[Text shown]
Since the gradient-echo T2* technique is vulnerable to distortions of the local magnetic field e.g. by air-tissue interfaces, measurements are obtained by placing a region of interest on the interventricular septum of a midventricular short axis slice, since the septum is surrounded by blood on both sides [83] (Figure 21).

T2* times are frequently reported as relaxation rate, representing the reciprocal of the time constant and calculated as R2* = 1000/T2*. The unit of R2* is Hertz or s⁻¹ [83].

It has been shown that T2* does not correlate with age [85]. To our knowledge the relationship between other demographic parameters and T2* has not been assessed yet.

Generally a T2* value - measured at the interventricular septum using a multiecho GRE sequence at 1.5T - of >20 ms is considered normal while the mean myocardial T2* is around 40 ms [81].

Examples of studies that used the current multiecho GRE technique with a sample size of >10 healthy subjects are presented in Table 44.

Depending on the risk to develop heart failure as a consequence of myocardial iron overload, a grading system for disease severity has been published (Table 45) [87].

A number of imaging methods have been developed to acquire cardiac strain information from CMR including cine CMR, tagged MR, phase-contrast CMR (PC-CMR), velocity encoded CMR, displacement encoding with stimulated echoes (DENSE), and strain-encoding (SENC) [88,89]. However, tagged CMR remains a widely validated reproducible tool for strain estimation. The method is used in clinical studies and is considered the reference standard for assessing regional function [90,91].
[/Text shown]
[Records provided]
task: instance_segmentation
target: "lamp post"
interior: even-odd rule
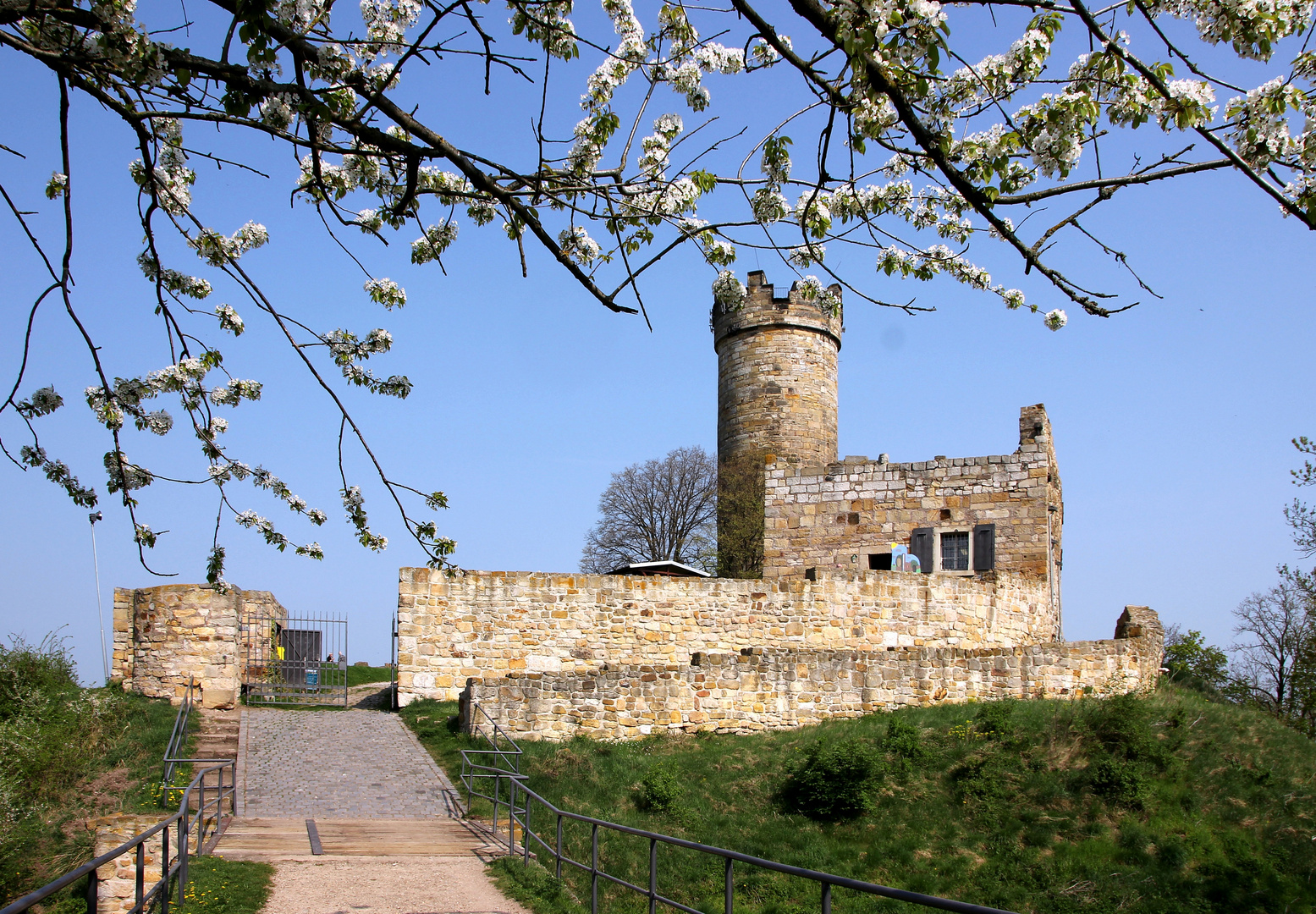
[[[91,563],[92,568],[96,569],[96,621],[100,622],[100,667],[105,673],[105,685],[109,685],[109,655],[105,652],[105,613],[100,604],[100,559],[96,556],[96,521],[100,521],[104,516],[100,512],[92,512],[87,516],[91,521]]]

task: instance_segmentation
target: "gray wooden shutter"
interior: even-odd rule
[[[991,571],[996,567],[996,525],[979,523],[974,526],[974,571]]]
[[[917,527],[909,534],[909,551],[919,556],[919,569],[925,575],[930,575],[934,571],[932,567],[932,527]]]

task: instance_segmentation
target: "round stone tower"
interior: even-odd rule
[[[725,312],[713,304],[717,458],[834,463],[841,287],[830,288],[837,308],[826,314],[799,283],[776,299],[762,271],[747,279],[742,308]]]

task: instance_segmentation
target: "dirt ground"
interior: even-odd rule
[[[475,855],[279,861],[262,914],[529,914]]]

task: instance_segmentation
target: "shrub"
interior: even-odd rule
[[[676,765],[659,761],[640,780],[636,788],[636,805],[651,813],[667,813],[680,800],[680,777]]]
[[[1090,771],[1092,793],[1096,796],[1126,806],[1141,802],[1145,781],[1134,763],[1107,756],[1098,760]]]
[[[928,747],[923,743],[919,727],[903,717],[891,718],[891,723],[887,725],[887,735],[882,740],[882,748],[911,761],[921,761],[928,756]]]
[[[978,709],[974,730],[988,739],[1007,739],[1015,733],[1015,701],[990,701]]]
[[[780,796],[790,809],[811,819],[853,819],[871,807],[869,790],[879,772],[880,764],[867,744],[848,739],[824,746],[820,739],[788,768]]]
[[[950,769],[950,782],[961,801],[994,801],[1005,796],[1008,781],[994,755],[975,755]]]
[[[1166,750],[1152,731],[1146,701],[1130,693],[1084,705],[1083,723],[1107,752],[1129,761],[1165,765]]]
[[[64,640],[49,634],[33,646],[13,635],[8,647],[0,644],[0,721],[26,717],[34,700],[49,701],[78,688]]]

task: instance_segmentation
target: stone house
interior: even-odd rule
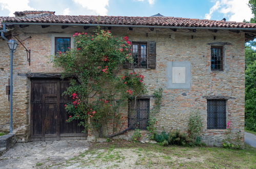
[[[86,138],[75,122],[65,122],[64,104],[70,99],[61,94],[69,83],[60,79],[62,69],[53,66],[50,56],[72,48],[74,33],[92,32],[97,26],[132,41],[136,71],[145,75],[148,87],[148,96],[138,101],[143,118],[148,118],[153,104],[154,90],[163,88],[161,112],[155,117],[157,131],[186,132],[190,114],[198,110],[204,123],[202,140],[207,144],[220,144],[228,121],[232,137],[241,131],[243,140],[244,45],[256,35],[256,24],[160,15],[14,14],[0,17],[0,29],[4,37],[19,39],[28,49],[19,43],[13,55],[13,133],[19,141]],[[10,51],[5,40],[0,44],[0,132],[8,132]],[[141,124],[141,129],[146,125]]]

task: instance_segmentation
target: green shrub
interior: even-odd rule
[[[141,139],[141,130],[140,129],[135,129],[131,137],[131,140],[133,142],[138,142]]]
[[[154,135],[154,140],[157,142],[163,142],[164,141],[166,140],[168,142],[169,138],[169,133],[166,133],[166,132],[163,131],[160,134],[156,134]]]
[[[201,135],[202,128],[203,122],[199,111],[192,112],[188,122],[188,137],[198,144],[201,142],[201,138],[199,137]]]
[[[169,144],[185,145],[188,143],[188,137],[185,133],[181,133],[179,130],[170,133],[168,138]]]

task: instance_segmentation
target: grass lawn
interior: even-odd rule
[[[163,147],[156,144],[115,140],[95,143],[89,150],[54,168],[256,168],[256,149]]]
[[[245,131],[247,133],[251,133],[251,134],[254,134],[254,135],[256,135],[256,132],[253,132],[253,131],[250,131],[249,130],[246,130]]]

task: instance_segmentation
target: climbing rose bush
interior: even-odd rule
[[[64,69],[63,77],[70,79],[64,93],[73,100],[65,105],[69,114],[67,121],[78,120],[86,131],[90,118],[100,132],[111,121],[111,131],[116,131],[120,108],[129,99],[146,92],[143,75],[122,70],[125,62],[133,60],[129,37],[116,37],[109,31],[100,30],[75,33],[73,37],[75,47],[59,52],[53,60]]]

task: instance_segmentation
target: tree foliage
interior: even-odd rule
[[[249,0],[249,6],[253,17],[250,22],[256,23],[256,0]],[[256,131],[256,43],[246,44],[245,54],[245,128]]]
[[[255,53],[254,51],[254,54]],[[256,132],[256,60],[245,71],[245,126]]]
[[[251,18],[250,23],[256,23],[256,0],[249,0],[248,5],[253,14],[253,17]]]
[[[59,52],[56,66],[64,69],[63,77],[71,79],[64,94],[73,101],[65,105],[68,122],[78,120],[85,131],[91,126],[102,135],[103,128],[116,132],[120,125],[120,108],[129,98],[144,94],[144,76],[122,71],[123,63],[132,62],[128,37],[117,38],[110,31],[76,33],[75,48]],[[88,119],[90,119],[90,124]]]

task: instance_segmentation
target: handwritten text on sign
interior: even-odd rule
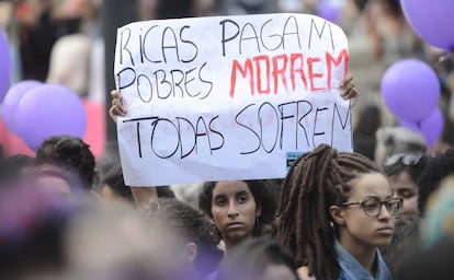
[[[146,21],[117,31],[125,182],[158,186],[285,176],[286,154],[352,150],[339,96],[343,32],[306,14]]]

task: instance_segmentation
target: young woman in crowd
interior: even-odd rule
[[[200,209],[213,220],[228,252],[251,237],[261,236],[274,221],[276,199],[269,180],[208,182],[198,197]]]
[[[284,179],[279,241],[303,277],[390,279],[377,247],[391,241],[401,206],[370,159],[320,144]]]

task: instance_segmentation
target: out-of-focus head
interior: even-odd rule
[[[160,198],[150,202],[143,215],[151,228],[167,233],[166,252],[175,271],[203,278],[216,270],[222,257],[219,240],[201,211],[175,198]]]
[[[421,175],[428,156],[421,152],[406,152],[390,154],[384,162],[384,172],[389,178],[395,197],[404,200],[399,214],[419,214],[419,176]]]
[[[292,254],[270,238],[249,240],[222,261],[217,280],[297,280]]]
[[[383,166],[391,154],[405,152],[425,153],[425,140],[419,133],[404,127],[382,127],[376,132],[375,162]]]
[[[150,234],[128,203],[78,195],[0,191],[1,279],[171,279],[166,235]]]
[[[446,176],[429,197],[421,225],[427,247],[445,237],[454,240],[454,175]]]
[[[440,187],[440,183],[447,175],[454,173],[454,149],[447,149],[441,154],[431,158],[419,177],[419,206],[424,212],[430,195]]]
[[[111,166],[102,174],[100,192],[104,200],[124,199],[134,203],[133,192],[130,187],[125,185],[120,164]]]
[[[37,149],[36,171],[42,165],[55,165],[67,171],[79,180],[79,188],[91,190],[99,183],[95,159],[89,145],[82,139],[71,136],[55,136],[46,139]]]

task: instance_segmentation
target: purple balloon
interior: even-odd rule
[[[453,0],[401,0],[407,21],[428,44],[454,50],[454,1]]]
[[[7,95],[8,88],[10,88],[10,45],[0,26],[0,104]]]
[[[321,1],[316,8],[316,14],[332,23],[339,21],[339,8],[328,1]]]
[[[52,136],[83,138],[87,113],[80,97],[68,88],[44,84],[32,89],[21,98],[15,122],[19,137],[36,151]]]
[[[421,121],[438,106],[440,82],[425,62],[404,59],[386,69],[381,82],[386,106],[400,119]]]
[[[441,109],[436,107],[428,118],[419,124],[401,119],[400,125],[423,136],[425,143],[432,147],[443,133],[444,118]]]
[[[14,135],[18,135],[15,125],[15,110],[18,109],[18,104],[25,93],[38,85],[43,85],[43,83],[34,80],[21,81],[11,86],[4,96],[3,103],[1,104],[1,116],[4,125]]]

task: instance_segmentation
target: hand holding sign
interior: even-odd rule
[[[123,96],[117,90],[111,91],[111,97],[112,97],[112,105],[109,109],[109,115],[111,116],[112,120],[116,122],[117,116],[126,116],[127,108],[123,104]]]

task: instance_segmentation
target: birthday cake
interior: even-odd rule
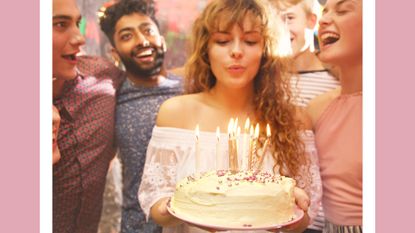
[[[212,225],[278,225],[295,217],[294,186],[295,180],[266,172],[210,171],[179,181],[170,207]]]

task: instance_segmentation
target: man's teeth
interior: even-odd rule
[[[72,55],[63,55],[62,57],[64,57],[65,59],[69,59],[69,60],[76,60],[76,56],[74,54]]]
[[[145,50],[141,53],[137,53],[135,56],[136,57],[144,57],[144,56],[150,56],[152,54],[151,49]]]
[[[326,32],[320,36],[320,39],[324,44],[331,44],[339,40],[340,36],[336,33]]]

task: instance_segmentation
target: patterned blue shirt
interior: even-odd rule
[[[181,78],[172,74],[155,87],[136,87],[126,79],[118,91],[115,130],[123,169],[122,233],[161,232],[151,220],[146,223],[137,192],[159,107],[181,92]]]

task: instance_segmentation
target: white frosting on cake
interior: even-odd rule
[[[171,209],[188,220],[218,226],[269,226],[295,216],[295,180],[266,172],[210,171],[176,185]]]

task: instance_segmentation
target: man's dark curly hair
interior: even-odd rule
[[[141,15],[146,15],[153,20],[153,22],[159,27],[158,21],[155,16],[155,8],[153,0],[121,0],[118,3],[108,7],[104,15],[100,18],[101,30],[110,40],[112,46],[114,44],[114,33],[115,25],[118,20],[124,15],[131,15],[133,13],[138,13]]]

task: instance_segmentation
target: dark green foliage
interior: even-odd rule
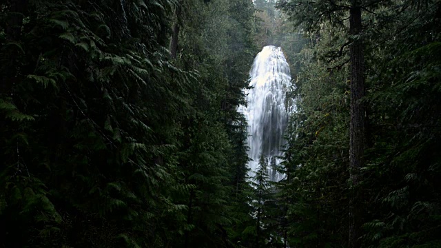
[[[347,181],[350,92],[345,41],[356,38],[345,38],[346,24],[338,21],[347,17],[342,13],[347,3],[310,3],[311,9],[301,1],[280,5],[318,34],[302,52],[305,64],[294,90],[298,110],[283,163],[287,176],[280,187],[287,200],[291,245],[347,245],[353,189]],[[376,10],[363,17],[367,96],[362,101],[367,108],[365,164],[357,186],[362,210],[358,218],[365,223],[360,239],[366,247],[438,247],[441,6],[388,3],[362,3]],[[325,11],[314,4],[337,12],[322,16]]]
[[[234,27],[230,62],[241,72],[226,80],[226,60],[218,70],[209,50],[169,60],[178,4],[0,4],[0,245],[227,245],[232,192],[246,174],[236,107],[251,17]],[[209,23],[211,6],[196,16]]]

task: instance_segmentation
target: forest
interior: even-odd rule
[[[0,247],[441,247],[440,151],[440,0],[0,1]]]

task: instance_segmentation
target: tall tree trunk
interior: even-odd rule
[[[257,209],[257,223],[256,225],[256,248],[259,248],[259,236],[260,236],[260,202],[262,201],[262,192],[259,190],[258,207]]]
[[[194,192],[193,189],[190,190],[190,197],[189,197],[189,200],[188,203],[188,211],[187,212],[187,225],[190,225],[192,223],[192,207],[193,205],[193,197],[194,196]],[[188,230],[185,230],[185,234],[184,234],[184,247],[185,248],[188,248],[189,247],[189,231]]]
[[[352,36],[361,33],[361,8],[353,4],[349,10],[349,32]],[[349,246],[360,247],[360,168],[363,166],[365,145],[365,108],[360,99],[365,96],[363,43],[354,38],[349,48],[351,54],[351,125],[349,129],[349,174],[351,182],[349,200]]]
[[[181,30],[181,13],[182,12],[182,4],[183,0],[179,1],[176,10],[176,19],[173,24],[173,33],[172,34],[172,40],[170,41],[170,54],[172,59],[176,57],[178,52],[178,38],[179,37],[179,30]]]
[[[21,35],[21,26],[23,25],[23,17],[28,8],[28,0],[10,1],[10,10],[6,19],[6,43],[17,42],[19,43]],[[16,60],[19,55],[17,48],[10,50],[9,54],[9,63],[3,65],[1,71],[1,83],[0,83],[0,94],[11,94],[13,85],[17,83],[17,68]]]

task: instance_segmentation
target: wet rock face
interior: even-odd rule
[[[270,161],[269,175],[273,180],[282,177],[273,167],[279,161],[287,125],[286,89],[291,81],[289,65],[280,48],[269,45],[256,56],[249,72],[252,88],[247,92],[247,106],[243,112],[248,121],[249,166],[256,169],[260,154]]]

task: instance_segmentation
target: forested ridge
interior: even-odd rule
[[[1,1],[0,247],[441,247],[440,34],[439,0]],[[267,45],[278,182],[240,111]]]

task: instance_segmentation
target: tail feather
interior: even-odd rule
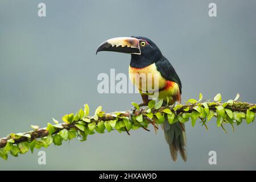
[[[182,127],[180,125],[182,125]],[[184,161],[187,161],[185,148],[187,139],[185,132],[183,128],[185,129],[184,125],[179,122],[170,125],[168,121],[165,121],[163,123],[164,136],[169,144],[171,156],[175,162],[177,160],[178,151]]]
[/Records provided]
Work task = Carry on the cardiac MRI text, starting after its last sentence. The lines are separate material and have nothing to do with the cardiac MRI text.

Solved exercise =
Cardiac strain is a dimensionless measurement of the deformation that occurs in the myocardium. Cardiac strain can be reported as three normal strains (circumferential, radial, and longitudinal) and six shear strains—the angular change between two originally mutually orthogonal line elements, with the more clinically investigated shear strain in the circumferential-longitudinal shear strain (also known as torsion).

There are a number of different methods to quantify strain: registration methods, feature-based tracking methods, deformable models, Gabor Filter Banks, optic flow methods, harmonic phase analysis (HARP) [92], and local sine wave modeling (SinMod) [88]. Technical review papers for these methods can be found in the following literature [93-96]. HARP has become one of the most widely used methods for analyzing tagged MR images for cardiac strain, in part due to its large scale use in the Multi-Ethnic Study of Atherosclerosis (MESA) trial [92,97].

Strain patterns are reported according to the 16 and 17 segment model of the American College of Echocardiology. Consistent manual tracing of the endocardial and epicardial contours is necessary to reproducible strain results. With tagged CMR, midwall strain is preferred to epicardial and endocardial strain to maximize the amount of tagging data available for strain calculations [95,98]. With HARP analysis such as that used in the MESA trial [92], careful selection of the first harmonic is necessary.

With tagged CMR, it has been noted that age is associated with decrease in peak circumferential or longitudinal shortening [99,100]. In tagged CMR studies, gender also affects normal values. Cardiac strain values for women are higher than those of men [101,102].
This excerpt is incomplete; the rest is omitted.